** Records provided follows **
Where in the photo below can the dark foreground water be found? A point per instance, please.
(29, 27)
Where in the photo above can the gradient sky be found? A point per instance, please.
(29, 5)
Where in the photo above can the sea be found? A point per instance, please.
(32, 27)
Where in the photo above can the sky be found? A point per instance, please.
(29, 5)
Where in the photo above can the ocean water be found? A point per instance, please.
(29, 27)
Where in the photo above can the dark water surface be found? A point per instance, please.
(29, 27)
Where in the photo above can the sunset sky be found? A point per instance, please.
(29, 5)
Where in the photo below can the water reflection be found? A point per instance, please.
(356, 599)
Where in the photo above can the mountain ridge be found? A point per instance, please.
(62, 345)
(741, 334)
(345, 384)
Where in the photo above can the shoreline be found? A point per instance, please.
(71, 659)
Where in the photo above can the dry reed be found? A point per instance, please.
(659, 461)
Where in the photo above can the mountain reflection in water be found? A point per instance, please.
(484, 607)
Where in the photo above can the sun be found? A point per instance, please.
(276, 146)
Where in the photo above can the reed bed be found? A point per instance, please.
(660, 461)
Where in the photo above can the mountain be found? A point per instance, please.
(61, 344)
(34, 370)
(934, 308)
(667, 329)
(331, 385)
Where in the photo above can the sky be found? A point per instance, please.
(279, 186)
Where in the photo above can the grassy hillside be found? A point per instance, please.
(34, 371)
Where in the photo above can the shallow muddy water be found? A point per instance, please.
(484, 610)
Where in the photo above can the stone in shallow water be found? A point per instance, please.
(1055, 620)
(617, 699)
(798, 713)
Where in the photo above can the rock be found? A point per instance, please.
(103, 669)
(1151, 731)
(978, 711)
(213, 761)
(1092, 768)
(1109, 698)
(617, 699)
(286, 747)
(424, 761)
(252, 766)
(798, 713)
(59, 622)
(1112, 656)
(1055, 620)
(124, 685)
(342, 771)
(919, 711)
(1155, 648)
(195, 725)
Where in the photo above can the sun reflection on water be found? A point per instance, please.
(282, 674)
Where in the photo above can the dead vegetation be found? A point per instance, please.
** End of Records provided **
__Exercise description__. The full set of entries above has to be restated exactly.

__Response__.
Where in the photo below can the dark foreground water be found? A point per instance, please.
(29, 27)
Where in the photo above can the gradient sky be found? A point per instance, please.
(29, 5)
Where in the photo above can the sea be found? A point per instance, please.
(32, 27)
Where in the photo above can the sky be found? A point per instance, please.
(29, 5)
Where in the photo above can the ocean water be found? A point per instance, please.
(29, 27)
Where in the photo above can the dark water surface be found? A point per instance, please.
(29, 27)
Where in the photo above can the sunset sky be found? A point per instance, please.
(29, 5)
Where in the photo below can the water reflection be found? A point per instance, please.
(356, 599)
Where in the photo above can the mountain ridge be found? A point per instance, please.
(62, 345)
(741, 334)
(345, 384)
Where in the photo above can the shoreline be found? A point per instance, please.
(71, 659)
Where in the photo above can the dry reed be found? A point per instance, please.
(659, 461)
Where in the photo above can the mountain reflection in water be found? A point per instance, please.
(484, 607)
Where in the photo above can the sun be found? A point per instance, please.
(276, 146)
Where in the photo above can the reed bed be found? A point per instance, please.
(660, 461)
Where in the photo above can the mountain be found? A point per instance, please.
(61, 344)
(34, 370)
(934, 308)
(667, 329)
(331, 385)
Where in the photo above can the sky be found? A point per instance, please.
(279, 186)
Where in the photo above can the grassy hillside be found? A point per instance, please.
(34, 371)
Where in the photo above can the shallow muddy water be found? A point per instance, please.
(484, 610)
Where in the photo above can the stone in shallow water be found? A point per instance, please.
(1055, 620)
(617, 699)
(798, 713)
Where in the photo above can the rock be found? A point per instance, please.
(103, 669)
(1151, 731)
(978, 711)
(213, 761)
(1092, 768)
(1109, 698)
(617, 699)
(286, 747)
(424, 761)
(252, 766)
(798, 713)
(59, 622)
(1112, 656)
(1055, 620)
(124, 685)
(342, 771)
(919, 711)
(1155, 648)
(195, 725)
Where in the photo above can the sun reflection on water be found? A point per instance, please.
(282, 674)
Where in the photo above can the dead vegetation be found? A point per instance, please.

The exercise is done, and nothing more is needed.